**Task directions**
Convert each line of the records into a Markdown table with the columns n and Line, numbering the rows in order and omitting any blank lines.

-- Begin Stored rows --

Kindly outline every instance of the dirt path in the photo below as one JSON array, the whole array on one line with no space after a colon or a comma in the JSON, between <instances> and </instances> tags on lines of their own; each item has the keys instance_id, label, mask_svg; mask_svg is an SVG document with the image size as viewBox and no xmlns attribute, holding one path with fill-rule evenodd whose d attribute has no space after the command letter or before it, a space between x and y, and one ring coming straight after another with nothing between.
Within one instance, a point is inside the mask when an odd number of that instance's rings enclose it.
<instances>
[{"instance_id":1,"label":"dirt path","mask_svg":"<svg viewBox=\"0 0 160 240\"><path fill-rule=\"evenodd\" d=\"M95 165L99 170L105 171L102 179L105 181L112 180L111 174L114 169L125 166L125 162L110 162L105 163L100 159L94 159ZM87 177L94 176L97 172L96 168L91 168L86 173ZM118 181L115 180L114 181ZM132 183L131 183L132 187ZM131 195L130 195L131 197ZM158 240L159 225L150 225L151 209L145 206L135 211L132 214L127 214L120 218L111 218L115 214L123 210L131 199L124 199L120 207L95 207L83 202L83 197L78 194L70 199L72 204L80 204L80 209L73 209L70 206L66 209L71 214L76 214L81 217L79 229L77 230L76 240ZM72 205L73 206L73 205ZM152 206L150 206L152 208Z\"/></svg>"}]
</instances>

-- End Stored rows --

**Solution below**
| n | Line |
|---|---|
| 1 | Kindly outline every instance of the dirt path in the photo below as one JSON array, the whole array on one line with no space after a colon or a comma in the JSON, between <instances> and </instances> tags on lines of their own; each item has the keys instance_id, label, mask_svg; mask_svg is an SVG document with the image size as viewBox and no xmlns attribute, holding one path with fill-rule evenodd whose d attribute has no space after the command letter or before it, a space between x and y, and one ring coming straight after another with nothing between. |
| 2 | Within one instance, a point is inside the mask when an odd number of that instance's rings enclose it. |
| 3 | <instances> |
| 4 | [{"instance_id":1,"label":"dirt path","mask_svg":"<svg viewBox=\"0 0 160 240\"><path fill-rule=\"evenodd\" d=\"M95 165L99 170L105 171L102 179L105 181L112 180L111 174L114 169L125 166L125 162L110 162L105 163L100 159L94 159ZM87 177L94 176L97 172L96 168L91 168L86 173ZM118 181L115 180L114 181ZM132 183L131 183L132 187ZM131 195L130 195L131 197ZM158 240L159 225L150 225L151 209L145 206L135 211L132 214L127 214L120 218L111 218L115 214L123 210L131 199L124 199L120 207L95 207L83 202L83 197L78 194L70 199L72 204L80 204L80 209L73 209L70 206L66 209L71 214L76 214L81 217L79 229L77 230L76 240ZM72 205L73 206L73 205ZM152 206L150 206L152 208Z\"/></svg>"}] |
| 5 | </instances> |